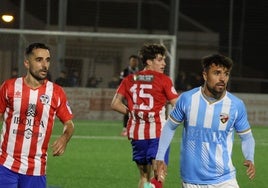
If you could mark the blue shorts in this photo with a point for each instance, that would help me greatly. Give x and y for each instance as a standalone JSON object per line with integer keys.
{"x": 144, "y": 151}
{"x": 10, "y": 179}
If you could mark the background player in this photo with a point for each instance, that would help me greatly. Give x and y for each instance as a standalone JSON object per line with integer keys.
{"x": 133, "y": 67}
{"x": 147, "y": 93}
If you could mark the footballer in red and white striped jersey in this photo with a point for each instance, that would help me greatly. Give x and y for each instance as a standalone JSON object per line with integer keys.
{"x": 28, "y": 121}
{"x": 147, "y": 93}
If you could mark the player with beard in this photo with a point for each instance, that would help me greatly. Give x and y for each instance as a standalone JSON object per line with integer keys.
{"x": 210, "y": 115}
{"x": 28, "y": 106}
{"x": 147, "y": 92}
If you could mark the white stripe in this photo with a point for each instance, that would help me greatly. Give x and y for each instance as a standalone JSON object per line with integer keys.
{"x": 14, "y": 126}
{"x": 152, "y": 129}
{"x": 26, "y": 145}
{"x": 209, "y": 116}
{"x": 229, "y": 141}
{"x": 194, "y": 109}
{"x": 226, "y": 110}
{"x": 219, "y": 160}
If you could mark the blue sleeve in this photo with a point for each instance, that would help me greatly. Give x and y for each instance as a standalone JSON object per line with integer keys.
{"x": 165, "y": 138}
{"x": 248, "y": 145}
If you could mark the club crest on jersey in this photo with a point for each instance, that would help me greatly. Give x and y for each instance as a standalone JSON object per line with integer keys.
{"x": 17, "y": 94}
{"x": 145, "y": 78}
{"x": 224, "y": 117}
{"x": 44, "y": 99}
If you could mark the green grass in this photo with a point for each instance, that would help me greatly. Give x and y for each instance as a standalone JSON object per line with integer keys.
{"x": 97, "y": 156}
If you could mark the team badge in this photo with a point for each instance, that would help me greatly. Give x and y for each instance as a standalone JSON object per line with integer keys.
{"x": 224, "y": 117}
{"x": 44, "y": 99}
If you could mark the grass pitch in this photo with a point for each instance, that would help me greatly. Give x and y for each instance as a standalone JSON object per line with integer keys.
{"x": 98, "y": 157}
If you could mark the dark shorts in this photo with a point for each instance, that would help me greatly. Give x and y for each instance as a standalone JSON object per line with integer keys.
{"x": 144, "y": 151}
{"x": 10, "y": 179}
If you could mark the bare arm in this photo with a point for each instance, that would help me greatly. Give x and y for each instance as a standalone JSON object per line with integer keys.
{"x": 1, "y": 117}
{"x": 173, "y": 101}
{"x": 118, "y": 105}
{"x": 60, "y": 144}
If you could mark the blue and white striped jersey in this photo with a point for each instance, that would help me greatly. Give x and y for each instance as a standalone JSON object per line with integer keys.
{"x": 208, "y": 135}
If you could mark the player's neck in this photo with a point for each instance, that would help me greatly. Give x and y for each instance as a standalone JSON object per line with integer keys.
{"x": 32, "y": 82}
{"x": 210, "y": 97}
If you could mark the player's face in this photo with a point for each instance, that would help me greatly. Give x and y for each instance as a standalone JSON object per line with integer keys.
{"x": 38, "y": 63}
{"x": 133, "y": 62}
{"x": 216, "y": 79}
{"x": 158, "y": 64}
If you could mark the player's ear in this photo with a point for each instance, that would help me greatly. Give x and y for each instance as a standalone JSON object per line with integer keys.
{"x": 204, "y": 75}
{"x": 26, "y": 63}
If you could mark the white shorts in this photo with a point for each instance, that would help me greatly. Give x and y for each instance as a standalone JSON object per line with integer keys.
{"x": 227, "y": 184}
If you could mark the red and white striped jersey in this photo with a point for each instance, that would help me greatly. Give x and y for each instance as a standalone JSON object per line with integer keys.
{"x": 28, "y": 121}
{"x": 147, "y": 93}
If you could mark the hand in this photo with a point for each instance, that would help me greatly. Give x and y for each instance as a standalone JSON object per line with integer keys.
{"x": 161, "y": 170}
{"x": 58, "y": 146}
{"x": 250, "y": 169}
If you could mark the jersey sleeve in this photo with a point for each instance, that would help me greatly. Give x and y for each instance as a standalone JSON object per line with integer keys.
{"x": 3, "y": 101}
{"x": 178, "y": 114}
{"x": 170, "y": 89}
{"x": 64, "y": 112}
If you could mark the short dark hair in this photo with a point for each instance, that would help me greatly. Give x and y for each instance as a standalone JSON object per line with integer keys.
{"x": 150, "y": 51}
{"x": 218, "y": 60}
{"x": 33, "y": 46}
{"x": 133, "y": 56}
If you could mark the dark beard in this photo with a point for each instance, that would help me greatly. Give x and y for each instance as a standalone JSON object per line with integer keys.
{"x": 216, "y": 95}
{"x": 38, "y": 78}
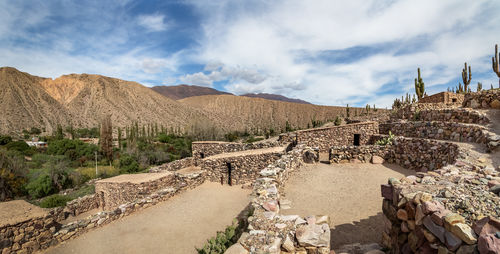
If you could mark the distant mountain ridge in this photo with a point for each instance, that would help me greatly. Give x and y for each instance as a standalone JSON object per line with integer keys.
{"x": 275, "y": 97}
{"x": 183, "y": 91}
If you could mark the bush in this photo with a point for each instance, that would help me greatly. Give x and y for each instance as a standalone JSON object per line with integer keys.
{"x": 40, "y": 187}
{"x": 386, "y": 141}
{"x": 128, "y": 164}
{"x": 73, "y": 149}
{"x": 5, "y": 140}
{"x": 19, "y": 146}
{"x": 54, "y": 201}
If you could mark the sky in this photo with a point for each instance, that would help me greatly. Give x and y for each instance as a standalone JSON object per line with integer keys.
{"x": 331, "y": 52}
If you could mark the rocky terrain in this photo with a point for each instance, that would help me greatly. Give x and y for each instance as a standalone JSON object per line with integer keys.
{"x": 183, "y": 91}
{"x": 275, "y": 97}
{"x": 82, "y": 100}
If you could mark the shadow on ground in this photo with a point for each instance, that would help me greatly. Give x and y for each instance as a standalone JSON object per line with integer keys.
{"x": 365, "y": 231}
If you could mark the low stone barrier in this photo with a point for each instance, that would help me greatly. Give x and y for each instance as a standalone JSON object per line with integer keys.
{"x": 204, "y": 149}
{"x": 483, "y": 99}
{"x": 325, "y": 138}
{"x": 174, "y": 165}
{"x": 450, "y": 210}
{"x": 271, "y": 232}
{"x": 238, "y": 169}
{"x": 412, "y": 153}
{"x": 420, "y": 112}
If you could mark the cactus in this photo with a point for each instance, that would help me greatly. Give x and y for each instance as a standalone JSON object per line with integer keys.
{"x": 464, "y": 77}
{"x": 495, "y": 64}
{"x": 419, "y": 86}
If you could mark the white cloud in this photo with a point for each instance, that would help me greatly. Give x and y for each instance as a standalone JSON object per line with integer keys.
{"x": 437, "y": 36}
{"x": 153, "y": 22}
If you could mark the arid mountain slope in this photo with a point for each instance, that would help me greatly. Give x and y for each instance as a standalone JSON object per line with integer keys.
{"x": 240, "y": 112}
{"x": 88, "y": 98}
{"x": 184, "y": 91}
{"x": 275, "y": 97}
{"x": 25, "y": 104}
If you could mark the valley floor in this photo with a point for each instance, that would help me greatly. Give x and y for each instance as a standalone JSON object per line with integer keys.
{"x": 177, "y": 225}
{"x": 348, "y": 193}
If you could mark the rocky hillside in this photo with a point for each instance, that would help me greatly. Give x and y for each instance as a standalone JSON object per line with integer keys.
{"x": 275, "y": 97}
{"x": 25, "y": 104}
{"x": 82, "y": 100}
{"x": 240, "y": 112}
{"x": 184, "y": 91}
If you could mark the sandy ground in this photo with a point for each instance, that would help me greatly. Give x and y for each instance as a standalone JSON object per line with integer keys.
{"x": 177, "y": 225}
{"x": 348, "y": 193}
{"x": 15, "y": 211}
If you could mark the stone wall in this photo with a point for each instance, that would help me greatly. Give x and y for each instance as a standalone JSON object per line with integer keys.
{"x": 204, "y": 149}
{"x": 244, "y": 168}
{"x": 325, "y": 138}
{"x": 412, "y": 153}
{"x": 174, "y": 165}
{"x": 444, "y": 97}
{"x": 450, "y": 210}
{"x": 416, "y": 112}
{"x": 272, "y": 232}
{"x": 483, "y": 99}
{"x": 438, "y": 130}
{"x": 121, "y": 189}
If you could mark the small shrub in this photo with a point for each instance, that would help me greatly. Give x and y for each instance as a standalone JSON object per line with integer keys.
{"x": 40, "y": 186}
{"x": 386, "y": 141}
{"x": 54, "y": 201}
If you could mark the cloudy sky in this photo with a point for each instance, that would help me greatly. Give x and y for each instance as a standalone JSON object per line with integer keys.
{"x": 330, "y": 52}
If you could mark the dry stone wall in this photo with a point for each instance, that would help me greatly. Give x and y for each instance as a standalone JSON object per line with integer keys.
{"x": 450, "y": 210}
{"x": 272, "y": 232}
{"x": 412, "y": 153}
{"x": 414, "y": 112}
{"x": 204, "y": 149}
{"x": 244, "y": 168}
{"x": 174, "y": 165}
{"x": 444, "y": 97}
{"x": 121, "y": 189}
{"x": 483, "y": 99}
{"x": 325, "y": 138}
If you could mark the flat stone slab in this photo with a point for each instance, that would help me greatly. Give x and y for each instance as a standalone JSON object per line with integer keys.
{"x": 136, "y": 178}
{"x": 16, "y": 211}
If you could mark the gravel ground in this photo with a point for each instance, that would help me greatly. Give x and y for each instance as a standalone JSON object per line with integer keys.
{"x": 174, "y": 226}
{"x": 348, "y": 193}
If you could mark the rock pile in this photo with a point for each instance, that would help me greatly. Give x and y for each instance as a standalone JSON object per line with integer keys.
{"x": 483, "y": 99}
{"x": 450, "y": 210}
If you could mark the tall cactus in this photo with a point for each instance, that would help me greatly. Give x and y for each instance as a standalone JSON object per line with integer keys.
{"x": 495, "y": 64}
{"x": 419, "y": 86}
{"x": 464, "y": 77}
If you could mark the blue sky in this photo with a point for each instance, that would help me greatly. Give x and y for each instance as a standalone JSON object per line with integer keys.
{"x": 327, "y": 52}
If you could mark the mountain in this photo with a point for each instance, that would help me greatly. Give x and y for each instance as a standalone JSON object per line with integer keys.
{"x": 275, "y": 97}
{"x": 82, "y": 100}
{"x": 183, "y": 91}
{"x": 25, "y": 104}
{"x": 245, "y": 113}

★ ★ ★

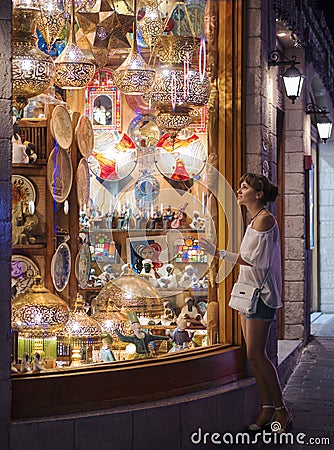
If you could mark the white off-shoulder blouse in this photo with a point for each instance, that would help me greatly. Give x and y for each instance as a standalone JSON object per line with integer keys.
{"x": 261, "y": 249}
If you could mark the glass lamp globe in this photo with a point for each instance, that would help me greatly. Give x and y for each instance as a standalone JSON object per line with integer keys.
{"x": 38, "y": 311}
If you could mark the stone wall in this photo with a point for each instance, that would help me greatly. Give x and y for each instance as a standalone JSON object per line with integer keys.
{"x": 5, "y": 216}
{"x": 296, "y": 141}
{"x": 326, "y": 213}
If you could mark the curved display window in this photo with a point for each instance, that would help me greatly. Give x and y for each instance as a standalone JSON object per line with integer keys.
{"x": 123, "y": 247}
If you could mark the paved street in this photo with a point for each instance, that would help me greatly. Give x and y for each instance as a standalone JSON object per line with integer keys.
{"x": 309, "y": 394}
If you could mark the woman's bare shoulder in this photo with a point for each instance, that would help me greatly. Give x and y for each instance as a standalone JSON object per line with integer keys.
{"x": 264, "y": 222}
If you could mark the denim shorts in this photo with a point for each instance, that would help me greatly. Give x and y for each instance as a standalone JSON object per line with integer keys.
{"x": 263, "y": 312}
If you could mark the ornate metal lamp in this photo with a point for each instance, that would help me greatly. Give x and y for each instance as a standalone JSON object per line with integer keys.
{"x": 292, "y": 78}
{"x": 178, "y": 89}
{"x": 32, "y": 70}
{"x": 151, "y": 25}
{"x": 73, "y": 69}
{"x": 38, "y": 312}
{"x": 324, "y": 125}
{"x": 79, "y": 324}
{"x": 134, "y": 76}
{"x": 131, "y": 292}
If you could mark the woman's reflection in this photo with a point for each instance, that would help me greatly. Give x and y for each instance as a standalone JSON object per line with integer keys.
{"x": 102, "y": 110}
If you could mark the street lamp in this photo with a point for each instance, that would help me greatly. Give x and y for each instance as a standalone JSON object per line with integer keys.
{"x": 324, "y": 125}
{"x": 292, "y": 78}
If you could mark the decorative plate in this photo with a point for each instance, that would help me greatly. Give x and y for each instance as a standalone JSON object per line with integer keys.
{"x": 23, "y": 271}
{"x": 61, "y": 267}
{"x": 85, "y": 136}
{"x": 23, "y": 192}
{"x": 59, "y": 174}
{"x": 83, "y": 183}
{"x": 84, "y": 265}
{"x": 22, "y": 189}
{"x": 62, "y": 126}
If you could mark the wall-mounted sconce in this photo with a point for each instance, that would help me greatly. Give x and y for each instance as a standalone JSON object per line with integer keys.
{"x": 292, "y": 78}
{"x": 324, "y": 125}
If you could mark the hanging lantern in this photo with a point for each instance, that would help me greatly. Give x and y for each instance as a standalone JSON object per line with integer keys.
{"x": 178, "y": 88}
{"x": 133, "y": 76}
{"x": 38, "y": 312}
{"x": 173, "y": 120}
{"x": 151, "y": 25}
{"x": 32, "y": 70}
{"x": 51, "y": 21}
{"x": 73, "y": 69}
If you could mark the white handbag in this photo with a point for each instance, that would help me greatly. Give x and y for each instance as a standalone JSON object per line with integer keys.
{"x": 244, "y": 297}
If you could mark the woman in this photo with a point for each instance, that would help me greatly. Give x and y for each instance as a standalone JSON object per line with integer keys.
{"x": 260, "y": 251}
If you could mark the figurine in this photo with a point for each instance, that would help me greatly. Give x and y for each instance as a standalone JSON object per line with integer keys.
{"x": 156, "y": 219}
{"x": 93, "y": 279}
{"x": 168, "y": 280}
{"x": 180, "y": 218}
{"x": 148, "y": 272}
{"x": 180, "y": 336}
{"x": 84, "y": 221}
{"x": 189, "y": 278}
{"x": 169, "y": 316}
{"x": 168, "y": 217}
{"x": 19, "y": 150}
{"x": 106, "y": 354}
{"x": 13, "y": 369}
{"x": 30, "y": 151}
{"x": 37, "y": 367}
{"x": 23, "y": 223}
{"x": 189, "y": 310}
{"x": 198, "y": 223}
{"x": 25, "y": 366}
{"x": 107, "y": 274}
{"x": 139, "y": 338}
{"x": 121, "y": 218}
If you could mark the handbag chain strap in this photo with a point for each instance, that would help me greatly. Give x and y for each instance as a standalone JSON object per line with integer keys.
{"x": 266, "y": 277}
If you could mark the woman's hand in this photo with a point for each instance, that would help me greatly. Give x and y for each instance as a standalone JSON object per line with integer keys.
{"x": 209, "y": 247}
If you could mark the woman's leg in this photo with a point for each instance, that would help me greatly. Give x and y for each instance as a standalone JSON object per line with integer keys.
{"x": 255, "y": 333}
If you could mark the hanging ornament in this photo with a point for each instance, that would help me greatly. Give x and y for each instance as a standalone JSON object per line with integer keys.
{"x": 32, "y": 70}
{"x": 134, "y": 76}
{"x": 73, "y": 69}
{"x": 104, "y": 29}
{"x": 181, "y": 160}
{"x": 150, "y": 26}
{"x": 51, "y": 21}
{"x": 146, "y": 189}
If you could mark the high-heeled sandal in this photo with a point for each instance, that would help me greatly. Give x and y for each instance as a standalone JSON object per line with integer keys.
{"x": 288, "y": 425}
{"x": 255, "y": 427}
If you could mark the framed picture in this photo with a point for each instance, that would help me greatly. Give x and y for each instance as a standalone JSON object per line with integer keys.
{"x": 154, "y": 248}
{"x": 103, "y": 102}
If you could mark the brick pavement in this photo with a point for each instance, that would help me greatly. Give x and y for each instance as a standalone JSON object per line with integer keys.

★ ★ ★

STATED GOAL:
Pull out each line of the records that contains the word "shrub". Case matters, so a line counts only if the capitalization matches.

TASK RESULT:
If you could mark the small shrub in this photo with a point for each instance, that would help me greatly. Give x and y for each instance as a standalone JSON object per line with integer keys.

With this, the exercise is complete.